--- BEGIN SOURCE TEXT ---

Re: I am a moral, intelligent being (was Re: Two draft papers: AI and existential risk; heuristics and biases)

From: Eliezer S. Yudkowsky (sentience@pobox.com)
Date: Wed Jun 07 2006 - 15:18:51 MDT


Martin Striz wrote:
> On 6/6/06, Eliezer S. Yudkowsky <sentience@pobox.com> wrote:
>
>> Did you read the book chapter?
>
> Yes. I think that "coding an AI that wants to be friendly, that
> doesn't want to rewrite its code" is a semantic evasion. It shifts
> the conversation from engineering to psychology, which is more vague,
> therefore the problem isn't so obvious. But psychology comes from
> substrate/code. When you reformulate your proposal in engineering
> terms, the issue is obvious. What does "wanting" something mean in
> engineering terms?

"Wanting X" means "choosing among actions by using your world-model to
evaluate probable consequences and then outputting whichever action
seems most likely to yield consequences with the best fit to X".

Of course this is merely a rough paraphrase of the standard expected
utility equation.

--- END SOURCE TEXT ---
--- BEGIN PROVIDED DATA ---

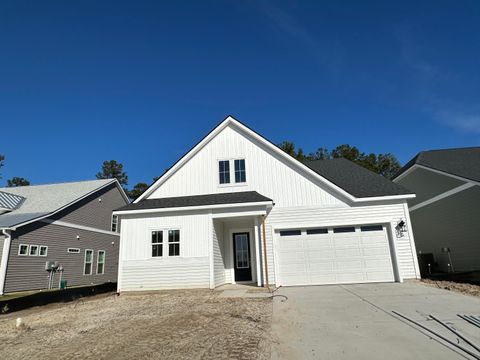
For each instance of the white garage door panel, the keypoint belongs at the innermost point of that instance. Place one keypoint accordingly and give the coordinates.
(334, 258)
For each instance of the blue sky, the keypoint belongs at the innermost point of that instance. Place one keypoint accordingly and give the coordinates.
(142, 81)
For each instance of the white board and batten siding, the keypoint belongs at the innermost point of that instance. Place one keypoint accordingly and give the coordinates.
(140, 271)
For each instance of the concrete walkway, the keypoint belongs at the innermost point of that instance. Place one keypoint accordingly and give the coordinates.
(355, 322)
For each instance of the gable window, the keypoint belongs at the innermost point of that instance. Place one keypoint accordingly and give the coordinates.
(114, 223)
(173, 242)
(240, 173)
(224, 171)
(157, 243)
(43, 251)
(23, 250)
(33, 250)
(101, 262)
(87, 265)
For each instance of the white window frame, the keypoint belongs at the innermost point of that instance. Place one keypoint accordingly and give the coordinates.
(20, 247)
(40, 250)
(85, 262)
(103, 263)
(174, 242)
(157, 243)
(165, 243)
(116, 230)
(231, 164)
(30, 250)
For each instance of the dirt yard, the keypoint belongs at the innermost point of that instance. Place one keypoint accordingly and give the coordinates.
(469, 289)
(194, 324)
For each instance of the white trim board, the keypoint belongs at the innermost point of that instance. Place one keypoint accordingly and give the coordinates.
(442, 196)
(271, 147)
(80, 227)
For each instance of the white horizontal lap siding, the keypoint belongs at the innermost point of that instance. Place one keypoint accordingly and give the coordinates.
(267, 174)
(138, 270)
(303, 217)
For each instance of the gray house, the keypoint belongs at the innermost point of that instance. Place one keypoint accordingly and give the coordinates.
(68, 226)
(446, 212)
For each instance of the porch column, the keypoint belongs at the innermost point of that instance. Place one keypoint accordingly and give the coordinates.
(258, 257)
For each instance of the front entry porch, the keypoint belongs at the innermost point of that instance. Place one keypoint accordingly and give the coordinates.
(236, 251)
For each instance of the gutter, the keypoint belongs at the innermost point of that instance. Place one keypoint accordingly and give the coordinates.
(4, 260)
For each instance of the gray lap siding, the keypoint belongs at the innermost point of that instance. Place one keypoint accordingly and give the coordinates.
(91, 211)
(28, 272)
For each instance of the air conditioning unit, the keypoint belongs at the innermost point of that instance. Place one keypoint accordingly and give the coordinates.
(51, 265)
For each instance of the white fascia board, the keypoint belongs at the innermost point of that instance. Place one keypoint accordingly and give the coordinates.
(70, 204)
(191, 208)
(230, 120)
(442, 196)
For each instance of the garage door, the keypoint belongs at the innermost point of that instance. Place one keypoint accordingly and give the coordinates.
(339, 255)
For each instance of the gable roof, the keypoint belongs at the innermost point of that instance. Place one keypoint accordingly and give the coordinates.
(41, 201)
(355, 179)
(230, 121)
(244, 197)
(463, 162)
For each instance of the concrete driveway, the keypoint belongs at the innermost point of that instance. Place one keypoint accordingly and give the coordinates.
(355, 322)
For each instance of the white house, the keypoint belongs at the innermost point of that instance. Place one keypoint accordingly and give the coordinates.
(236, 208)
(446, 211)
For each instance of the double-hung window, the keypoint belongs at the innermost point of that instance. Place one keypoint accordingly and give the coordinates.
(173, 242)
(157, 243)
(224, 171)
(101, 262)
(87, 265)
(240, 173)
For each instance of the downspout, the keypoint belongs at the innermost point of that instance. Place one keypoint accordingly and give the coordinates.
(4, 260)
(265, 252)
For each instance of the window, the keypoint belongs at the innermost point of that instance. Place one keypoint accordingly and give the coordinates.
(101, 262)
(224, 171)
(157, 243)
(372, 228)
(43, 251)
(290, 233)
(114, 223)
(317, 231)
(240, 174)
(33, 250)
(173, 242)
(87, 266)
(23, 250)
(344, 229)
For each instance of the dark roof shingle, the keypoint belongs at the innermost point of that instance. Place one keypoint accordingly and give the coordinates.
(463, 162)
(197, 200)
(355, 179)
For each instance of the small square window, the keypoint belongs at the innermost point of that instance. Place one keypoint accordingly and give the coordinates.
(33, 250)
(23, 250)
(43, 251)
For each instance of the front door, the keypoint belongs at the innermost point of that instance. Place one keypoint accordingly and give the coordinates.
(241, 250)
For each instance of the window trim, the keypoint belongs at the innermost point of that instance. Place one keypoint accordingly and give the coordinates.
(244, 170)
(20, 246)
(112, 223)
(103, 263)
(30, 250)
(173, 242)
(85, 262)
(40, 250)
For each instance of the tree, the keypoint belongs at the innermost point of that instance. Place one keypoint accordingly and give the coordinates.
(137, 190)
(386, 165)
(113, 170)
(2, 159)
(17, 181)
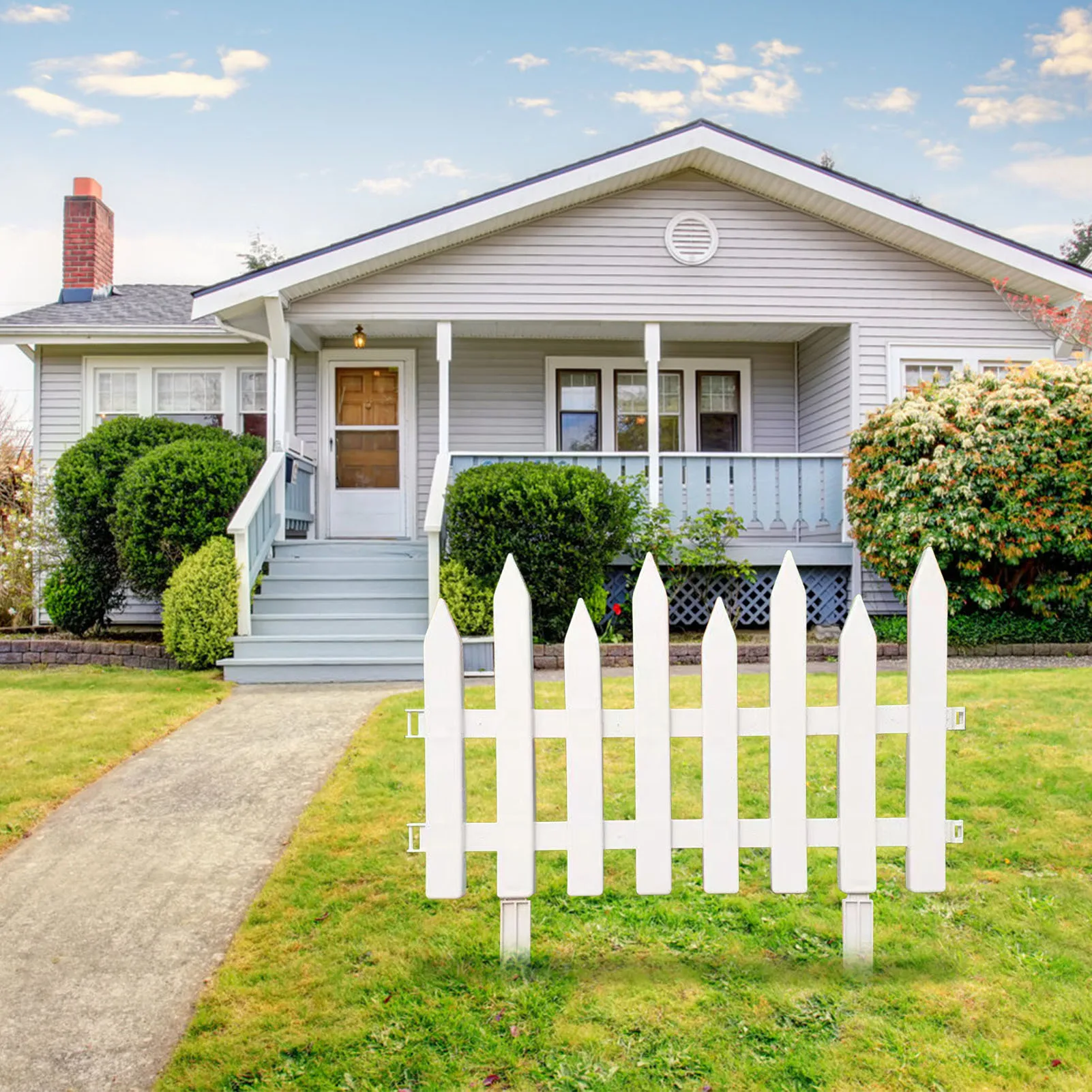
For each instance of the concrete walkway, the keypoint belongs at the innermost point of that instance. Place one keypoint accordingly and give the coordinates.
(115, 911)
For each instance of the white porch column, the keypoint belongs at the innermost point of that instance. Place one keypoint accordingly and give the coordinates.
(443, 359)
(652, 363)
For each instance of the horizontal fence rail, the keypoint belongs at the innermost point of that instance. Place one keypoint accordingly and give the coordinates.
(788, 832)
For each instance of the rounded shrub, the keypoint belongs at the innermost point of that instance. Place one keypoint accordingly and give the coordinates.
(563, 525)
(85, 482)
(173, 501)
(72, 595)
(995, 474)
(200, 605)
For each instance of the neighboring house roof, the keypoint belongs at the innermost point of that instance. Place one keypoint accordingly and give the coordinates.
(701, 145)
(145, 310)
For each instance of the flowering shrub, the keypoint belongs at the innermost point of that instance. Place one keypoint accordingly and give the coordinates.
(995, 474)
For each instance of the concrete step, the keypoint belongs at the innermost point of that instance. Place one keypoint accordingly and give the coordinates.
(370, 625)
(361, 670)
(323, 565)
(291, 600)
(323, 585)
(329, 647)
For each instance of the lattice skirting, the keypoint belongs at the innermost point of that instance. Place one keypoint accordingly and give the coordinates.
(828, 588)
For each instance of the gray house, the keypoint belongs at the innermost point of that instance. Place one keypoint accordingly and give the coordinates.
(770, 304)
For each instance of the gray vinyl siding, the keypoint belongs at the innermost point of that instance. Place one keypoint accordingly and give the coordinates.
(825, 390)
(606, 261)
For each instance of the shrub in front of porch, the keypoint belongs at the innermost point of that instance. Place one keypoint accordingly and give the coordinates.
(995, 474)
(563, 525)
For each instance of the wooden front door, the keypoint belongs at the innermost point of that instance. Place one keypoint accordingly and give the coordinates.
(367, 449)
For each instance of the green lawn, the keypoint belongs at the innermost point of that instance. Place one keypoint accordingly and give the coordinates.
(345, 977)
(61, 728)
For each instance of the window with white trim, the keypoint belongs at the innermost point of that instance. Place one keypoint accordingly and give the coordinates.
(254, 402)
(116, 394)
(194, 398)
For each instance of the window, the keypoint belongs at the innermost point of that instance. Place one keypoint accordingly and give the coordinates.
(578, 411)
(632, 411)
(252, 402)
(115, 394)
(194, 398)
(719, 411)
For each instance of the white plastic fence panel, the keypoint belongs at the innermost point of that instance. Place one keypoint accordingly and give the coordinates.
(583, 703)
(514, 666)
(720, 777)
(652, 739)
(928, 696)
(856, 754)
(788, 821)
(445, 777)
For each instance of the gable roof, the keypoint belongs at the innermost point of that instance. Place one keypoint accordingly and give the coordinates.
(701, 145)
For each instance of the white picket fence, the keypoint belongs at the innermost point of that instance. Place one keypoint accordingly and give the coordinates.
(446, 837)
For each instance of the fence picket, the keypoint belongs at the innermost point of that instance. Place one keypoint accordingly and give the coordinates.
(445, 779)
(583, 703)
(720, 771)
(856, 754)
(928, 696)
(514, 666)
(788, 826)
(652, 744)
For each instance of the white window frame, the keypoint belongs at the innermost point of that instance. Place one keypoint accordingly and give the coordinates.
(971, 356)
(608, 365)
(147, 367)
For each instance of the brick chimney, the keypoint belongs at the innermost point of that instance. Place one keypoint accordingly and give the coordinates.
(89, 244)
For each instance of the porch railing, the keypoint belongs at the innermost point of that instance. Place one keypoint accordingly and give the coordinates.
(280, 499)
(781, 498)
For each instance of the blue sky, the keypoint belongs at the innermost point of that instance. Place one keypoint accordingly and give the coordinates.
(207, 121)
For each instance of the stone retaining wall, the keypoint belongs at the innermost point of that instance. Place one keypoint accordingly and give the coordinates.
(18, 653)
(621, 655)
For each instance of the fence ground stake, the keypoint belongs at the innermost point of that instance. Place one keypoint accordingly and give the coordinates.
(514, 928)
(857, 933)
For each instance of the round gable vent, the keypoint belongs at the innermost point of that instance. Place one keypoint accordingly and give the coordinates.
(692, 238)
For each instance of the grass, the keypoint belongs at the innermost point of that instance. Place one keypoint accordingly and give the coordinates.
(345, 977)
(63, 728)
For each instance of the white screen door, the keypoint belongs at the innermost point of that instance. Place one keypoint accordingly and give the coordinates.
(367, 448)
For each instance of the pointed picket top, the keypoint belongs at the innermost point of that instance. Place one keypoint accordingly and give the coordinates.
(928, 582)
(649, 588)
(720, 638)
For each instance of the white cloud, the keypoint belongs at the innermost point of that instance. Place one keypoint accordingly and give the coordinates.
(774, 50)
(944, 156)
(36, 14)
(525, 61)
(896, 101)
(58, 106)
(546, 105)
(443, 167)
(1066, 176)
(994, 113)
(1069, 50)
(383, 187)
(670, 103)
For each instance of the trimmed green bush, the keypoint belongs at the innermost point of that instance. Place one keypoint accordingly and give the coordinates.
(173, 501)
(995, 474)
(72, 596)
(996, 627)
(469, 599)
(563, 525)
(200, 605)
(85, 481)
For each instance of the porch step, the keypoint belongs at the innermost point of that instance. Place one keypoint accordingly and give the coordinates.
(341, 623)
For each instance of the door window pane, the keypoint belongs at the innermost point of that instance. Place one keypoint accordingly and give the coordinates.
(578, 401)
(367, 460)
(719, 411)
(367, 396)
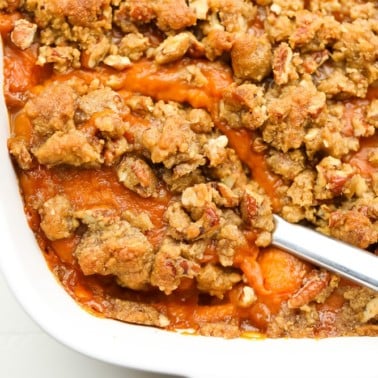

--- END PROVIDED DATA ---

THE TASKS:
A) In the forum post about what "wanting" means for an AI, what does the reply call its own definition of "wanting X"?
B) Condense the paragraph of the forum post that begins "Yes. I think that" into a short bulleted list that keeps its main points.
C) Carry on the forum post about what "wanting" means for an AI, starting right after its final sentence.

TASK-BY-TASK ANSWERS:
A) A rough paraphrase of the standard expected utility equation.

B)
- Calls "coding an AI that wants to be friendly, that doesn't want to rewrite its code" a semantic evasion.
- Says this moves the discussion from engineering to psychology, which is vaguer, so the problem seems less obvious.
- Notes that psychology comes from substrate/code, so restating the proposal in engineering terms makes the issue obvious.
- Asks what "wanting" something means in engineering terms.

C)
An expected paperclip maximizer "wants paperclips" in the sense of
outputting whichever action leads to the greatest expectation of
paperclips according to the consequence-extrapolator of its world-model.
  An expected paperclip maximizer will not knowingly rewrite the part of
itself that counts paperclips to count something else instead, because
this action would lead to fewer expected paperclips, and the internal
dynamics that output actions output whichever action most probably leads
to the most expected paperclips. It may help to think of this
optimization process as a "chooser of paperclip-maximizing actions",
rather than using various intuitive terms which would shift the
conversation from engineering to psychology.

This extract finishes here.